--- Begin ENTRIES SHOWN ---

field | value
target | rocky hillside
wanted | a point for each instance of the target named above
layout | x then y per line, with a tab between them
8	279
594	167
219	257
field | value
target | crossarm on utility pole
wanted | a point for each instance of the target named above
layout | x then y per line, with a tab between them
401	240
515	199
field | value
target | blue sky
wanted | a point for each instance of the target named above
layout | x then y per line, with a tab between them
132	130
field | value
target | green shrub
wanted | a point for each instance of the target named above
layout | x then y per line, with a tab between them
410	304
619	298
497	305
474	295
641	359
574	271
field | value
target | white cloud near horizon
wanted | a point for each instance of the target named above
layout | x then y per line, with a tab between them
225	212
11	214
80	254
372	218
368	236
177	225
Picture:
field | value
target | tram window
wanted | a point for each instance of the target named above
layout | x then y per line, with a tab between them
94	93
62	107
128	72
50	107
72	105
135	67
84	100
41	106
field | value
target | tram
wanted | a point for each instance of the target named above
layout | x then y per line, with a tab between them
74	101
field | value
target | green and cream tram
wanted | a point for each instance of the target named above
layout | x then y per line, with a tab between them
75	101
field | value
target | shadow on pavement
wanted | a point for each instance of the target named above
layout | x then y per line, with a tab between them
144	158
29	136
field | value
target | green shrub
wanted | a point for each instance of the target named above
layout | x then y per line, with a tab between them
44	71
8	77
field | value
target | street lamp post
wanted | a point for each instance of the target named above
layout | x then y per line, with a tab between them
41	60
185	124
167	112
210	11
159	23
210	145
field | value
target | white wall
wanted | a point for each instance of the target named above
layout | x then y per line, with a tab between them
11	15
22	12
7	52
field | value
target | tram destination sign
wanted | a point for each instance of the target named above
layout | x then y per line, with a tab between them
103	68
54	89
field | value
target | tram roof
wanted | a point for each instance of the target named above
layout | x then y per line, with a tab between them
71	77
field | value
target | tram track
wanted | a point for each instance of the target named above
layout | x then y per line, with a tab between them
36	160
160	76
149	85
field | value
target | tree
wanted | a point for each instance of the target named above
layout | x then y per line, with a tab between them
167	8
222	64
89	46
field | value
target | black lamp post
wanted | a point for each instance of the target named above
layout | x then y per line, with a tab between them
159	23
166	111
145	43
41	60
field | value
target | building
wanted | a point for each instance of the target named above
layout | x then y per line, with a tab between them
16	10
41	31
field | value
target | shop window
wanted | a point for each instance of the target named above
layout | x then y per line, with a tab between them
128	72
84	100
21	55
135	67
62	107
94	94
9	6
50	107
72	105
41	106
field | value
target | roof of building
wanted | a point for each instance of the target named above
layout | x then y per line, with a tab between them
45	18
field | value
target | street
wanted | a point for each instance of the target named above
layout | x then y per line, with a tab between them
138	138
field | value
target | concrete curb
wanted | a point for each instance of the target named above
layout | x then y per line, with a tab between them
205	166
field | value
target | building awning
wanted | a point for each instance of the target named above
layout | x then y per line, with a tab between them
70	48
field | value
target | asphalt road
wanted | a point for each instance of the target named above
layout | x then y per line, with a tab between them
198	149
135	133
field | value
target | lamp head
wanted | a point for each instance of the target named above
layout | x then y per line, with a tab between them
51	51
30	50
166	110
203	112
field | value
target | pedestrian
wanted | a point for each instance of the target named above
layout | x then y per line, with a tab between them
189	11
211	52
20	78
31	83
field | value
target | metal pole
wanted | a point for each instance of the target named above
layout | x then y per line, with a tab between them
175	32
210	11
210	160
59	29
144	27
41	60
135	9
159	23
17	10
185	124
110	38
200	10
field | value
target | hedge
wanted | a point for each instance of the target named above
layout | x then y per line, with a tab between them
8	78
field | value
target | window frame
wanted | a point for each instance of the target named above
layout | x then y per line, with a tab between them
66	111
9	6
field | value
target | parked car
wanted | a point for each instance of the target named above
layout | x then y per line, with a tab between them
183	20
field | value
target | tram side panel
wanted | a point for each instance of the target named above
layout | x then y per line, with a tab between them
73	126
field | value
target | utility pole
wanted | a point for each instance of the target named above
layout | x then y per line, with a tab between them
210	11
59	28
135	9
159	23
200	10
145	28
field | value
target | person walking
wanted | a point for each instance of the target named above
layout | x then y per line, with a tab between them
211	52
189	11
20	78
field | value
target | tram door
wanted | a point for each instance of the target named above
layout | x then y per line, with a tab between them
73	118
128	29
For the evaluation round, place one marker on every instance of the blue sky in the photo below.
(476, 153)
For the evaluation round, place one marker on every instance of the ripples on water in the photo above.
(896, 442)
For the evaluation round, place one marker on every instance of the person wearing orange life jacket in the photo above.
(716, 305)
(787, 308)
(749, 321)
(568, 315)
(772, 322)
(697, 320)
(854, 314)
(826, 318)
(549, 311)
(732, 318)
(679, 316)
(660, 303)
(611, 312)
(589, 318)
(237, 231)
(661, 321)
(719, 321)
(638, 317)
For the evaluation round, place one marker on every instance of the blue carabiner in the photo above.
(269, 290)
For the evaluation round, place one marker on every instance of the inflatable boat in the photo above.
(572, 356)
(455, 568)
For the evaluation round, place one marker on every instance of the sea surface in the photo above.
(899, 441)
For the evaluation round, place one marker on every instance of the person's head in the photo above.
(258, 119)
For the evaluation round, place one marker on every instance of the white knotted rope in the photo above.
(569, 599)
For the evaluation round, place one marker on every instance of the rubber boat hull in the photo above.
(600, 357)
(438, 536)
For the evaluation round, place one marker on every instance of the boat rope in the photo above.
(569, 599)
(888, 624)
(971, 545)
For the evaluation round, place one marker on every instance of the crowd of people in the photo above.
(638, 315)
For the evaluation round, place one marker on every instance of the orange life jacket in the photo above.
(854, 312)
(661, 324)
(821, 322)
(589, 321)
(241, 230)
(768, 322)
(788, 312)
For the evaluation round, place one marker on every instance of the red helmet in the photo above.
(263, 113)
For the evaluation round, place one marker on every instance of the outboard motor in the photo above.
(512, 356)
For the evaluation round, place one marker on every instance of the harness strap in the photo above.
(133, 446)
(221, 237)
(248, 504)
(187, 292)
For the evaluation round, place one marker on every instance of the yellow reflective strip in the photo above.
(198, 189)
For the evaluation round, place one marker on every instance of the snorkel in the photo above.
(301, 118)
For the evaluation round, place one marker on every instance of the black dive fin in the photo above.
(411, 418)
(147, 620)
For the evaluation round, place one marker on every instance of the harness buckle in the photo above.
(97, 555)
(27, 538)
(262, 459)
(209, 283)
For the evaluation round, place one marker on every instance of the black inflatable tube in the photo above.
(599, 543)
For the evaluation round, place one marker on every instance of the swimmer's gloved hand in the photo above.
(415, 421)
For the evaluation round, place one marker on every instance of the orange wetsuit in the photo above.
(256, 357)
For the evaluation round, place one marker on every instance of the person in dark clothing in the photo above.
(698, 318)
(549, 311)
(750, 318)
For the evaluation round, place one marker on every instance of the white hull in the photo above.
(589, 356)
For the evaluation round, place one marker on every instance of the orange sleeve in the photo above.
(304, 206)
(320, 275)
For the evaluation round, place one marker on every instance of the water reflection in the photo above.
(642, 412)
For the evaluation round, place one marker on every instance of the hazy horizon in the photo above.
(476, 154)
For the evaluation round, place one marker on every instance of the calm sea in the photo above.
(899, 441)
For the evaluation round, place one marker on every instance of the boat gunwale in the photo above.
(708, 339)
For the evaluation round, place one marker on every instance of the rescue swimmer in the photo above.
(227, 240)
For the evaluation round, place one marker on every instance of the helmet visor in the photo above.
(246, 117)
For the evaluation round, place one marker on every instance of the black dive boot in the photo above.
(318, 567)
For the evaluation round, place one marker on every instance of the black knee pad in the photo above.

--- End ENTRIES SHOWN ---

** CHALLENGE **
Update all of the items above by replacing every occurrence of "green shrub" with "leafy bush", leaving everything else unchanged.

** CORRECT OUTPUT **
field | value
target | rocky hillside
wanted | a point for each instance of the target named above
layout | x then y per line, with a tab between them
8	279
594	167
219	257
field | value
target | crossarm on utility pole
wanted | a point for each instance of the target named above
layout | x then y per line, with a tab between them
401	240
515	199
field | value
target | blue sky
wanted | a point for each instance of the target named above
layout | x then y per line, with a tab between them
132	130
field | value
target | leafy bush
wanted | a point for each instance of the target named above
layout | x then y per line, with a tab between them
410	304
619	298
497	305
474	295
641	359
574	271
field | value
target | white cloud near horizon
wanted | a point for each instance of the target named above
layout | x then y per line, with a tab between them
225	212
11	214
80	254
372	218
368	236
177	225
Picture:
field | value
target | tram window
wanted | a point for each instance of the target named above
layout | x then y per line, with a tab between them
94	93
62	107
128	72
50	107
72	105
135	67
84	100
41	106
field | value
target | tram
wanted | a point for each instance of the target named above
layout | x then y per line, with a tab between them
74	101
field | value
target | green and cream tram
wanted | a point for each instance of the target named above
layout | x then y per line, with a tab between them
75	101
field | value
target | shadow on pavement
wanted | a point for each instance of the target named above
layout | x then y per line, with a tab between them
144	158
29	136
field | value
target | leafy bush
wanted | a point for each instance of the target named above
layout | x then y per line, with a tab between them
44	71
8	77
field | value
target | street lamp post
wanted | a point for each instance of the target named above
layout | x then y per line, with a tab between them
41	60
185	124
167	112
210	11
159	23
210	145
field | value
target | white wall
wanted | a point for each instance of the target named above
layout | x then y per line, with a tab between them
11	15
22	12
7	52
field | value
target | tram destination sign
wanted | a point for each instance of the target named above
layout | x then y per line, with a tab between them
103	68
54	89
field | value
target | tram roof
wanted | a point for each instance of the target named above
layout | x then y per line, with a tab between them
71	77
field | value
target | tram track
wanted | a point for each instance of the target named above
layout | x then y per line, with a tab between them
36	160
160	76
149	85
field | value
target | tree
wanted | a point for each instance of the target named above
layout | x then y per line, with a tab between them
167	8
222	64
89	46
field | value
target | black lamp post
wanted | a point for each instance of the target named above
layout | x then y per line, with a tab between them
159	23
166	111
145	43
41	60
field | value
target | building
wanted | a point for each instance of the target named above
layout | x then y per line, with a tab between them
16	10
41	31
field | value
target | shop window
wanted | a point for each instance of the target named above
layout | x then y per line, with a tab between them
128	72
84	100
21	55
135	67
62	107
94	94
9	6
50	107
72	105
41	106
field | value
target | roof of building
wanted | a point for each instance of the target named above
layout | x then y per line, with a tab between them
45	18
field | value
target | street
wanted | a point for each instance of the target named above
layout | x then y per line, with a tab between them
138	138
field | value
target | concrete curb
wanted | a point for each instance of the target named above
layout | x then y per line, with a tab between them
205	166
field | value
target | building awning
wanted | a point for each instance of the target named above
layout | x then y per line, with a tab between them
70	48
field | value
target | asphalt road
wanted | a point for each instance of the target named above
layout | x then y per line, with a tab between them
198	149
135	133
field | value
target | lamp head
wanted | a point for each instance of the target named above
layout | x then y per line, with a tab between them
51	51
30	50
166	110
203	112
field | value
target | pedestrian
wanted | a point for each instance of the target named above
layout | x then y per line, with a tab between them
189	11
211	52
20	78
31	83
field | value
target | metal pole
wanted | a point for each instance of the target named above
layout | x then y per line, with a tab between them
175	32
210	11
210	160
59	29
144	27
41	60
135	9
159	23
17	10
185	124
110	38
200	10
field | value
target | hedge
wanted | a point for each instance of the target named above
layout | x then y per line, with a tab between them
8	78
field | value
target | window frame
wanted | a point for each instance of the target named above
layout | x then y per line, with a tab between them
66	111
9	6
field | value
target | parked car
wanted | a point for each instance of the target named above
layout | x then y per line, with a tab between them
183	20
field | value
target | tram side panel
wanted | a point for each instance of the target named above
layout | x then y per line, with a tab between them
73	126
field | value
target | utility pole
wanted | a point for each instance of the target named above
layout | x then y per line, with a tab between them
210	11
59	28
135	9
159	23
200	10
145	28
field | value
target | person walking
wanted | a point for each instance of the target named above
layout | x then y per line, with a tab between them
211	52
189	11
20	78
field | value
target | tram door
wanted | a point for each instance of the target named above
layout | x then y per line, with a tab between them
73	118
128	29
For the evaluation round, place one marker on every instance of the blue sky in the photo below.
(476, 153)
For the evaluation round, place one marker on every instance of the ripples on water in the photo above.
(896, 442)
For the evaluation round, place one marker on every instance of the person wearing orange life jacket in the photo above.
(716, 305)
(787, 308)
(749, 321)
(568, 315)
(772, 322)
(697, 320)
(854, 314)
(826, 318)
(549, 311)
(732, 318)
(679, 316)
(660, 303)
(611, 312)
(589, 318)
(237, 231)
(661, 321)
(719, 321)
(638, 317)
For the evaluation round, place one marker on every instance of the blue carabiner in the photo above.
(269, 290)
For the evaluation round, place one marker on every instance of the inflatable boat in the photo above.
(572, 356)
(455, 568)
For the evaluation round, place one marker on every instance of the sea surface in the photo above.
(899, 441)
For the evaluation round, place one marker on every instance of the person's head in the photo above.
(258, 119)
For the evaluation round, place one marker on every instance of the white knotted rope in the photo above.
(569, 599)
For the evaluation round, place one marker on every instance of the rubber boat hull in the photo above.
(600, 357)
(438, 536)
For the evaluation round, place one marker on every instance of the boat rope in the photo above.
(569, 599)
(888, 624)
(971, 545)
For the evaluation round, place one marker on every instance of the crowd of people in the photo above.
(638, 315)
For the evaluation round, place one marker on every instance of the orange life jacket in the photo above.
(854, 312)
(661, 324)
(821, 322)
(589, 321)
(241, 230)
(768, 322)
(788, 312)
For the evaluation round, place one marker on every instance of the red helmet in the photo above.
(263, 113)
For the evaluation round, place one marker on every instance of the outboard motor in the photo above.
(512, 356)
For the evaluation round, place one marker on every instance of the harness strap in the photo above.
(133, 446)
(221, 237)
(248, 504)
(187, 292)
For the evaluation round, place one marker on every instance of the yellow reflective strip in the photo above.
(198, 189)
For the evaluation round, place one marker on every instance of the snorkel in the photo above.
(301, 118)
For the evaluation round, place one marker on every instance of the black dive fin in the photo above.
(411, 418)
(147, 620)
For the evaluation round, place one marker on every instance of the harness buckle in the photo above.
(97, 555)
(27, 538)
(262, 459)
(209, 283)
For the evaluation round, place one marker on every instance of the black inflatable tube in the photo above.
(599, 543)
For the evaluation round, place one marker on every instance of the swimmer's gloved hand in the photo above.
(415, 421)
For the evaluation round, place one marker on every instance of the orange wetsuit in the photo above.
(256, 357)
For the evaluation round, place one marker on every instance of the person in dark clothing in the photo above.
(698, 318)
(549, 311)
(750, 318)
For the evaluation round, place one marker on every instance of the white hull in the photo above.
(589, 356)
For the evaluation round, place one marker on every instance of the orange sleeve in the photo above.
(304, 206)
(320, 275)
For the evaluation round, place one marker on every instance of the water reflection in the photo above.
(642, 412)
For the evaluation round, place one marker on every instance of the hazy horizon in the photo above.
(476, 154)
For the evaluation round, place one marker on every instance of the calm sea in the photo above.
(899, 441)
For the evaluation round, place one marker on every instance of the boat gunwale in the photo above.
(708, 339)
For the evaluation round, place one marker on every instance of the rescue swimmer in the photo above.
(227, 240)
For the evaluation round, place one marker on every instance of the helmet visor in the photo above.
(246, 117)
For the evaluation round, place one marker on every instance of the black dive boot in the photo above.
(318, 567)
For the evaluation round, place one marker on every instance of the black knee pad in the photo above.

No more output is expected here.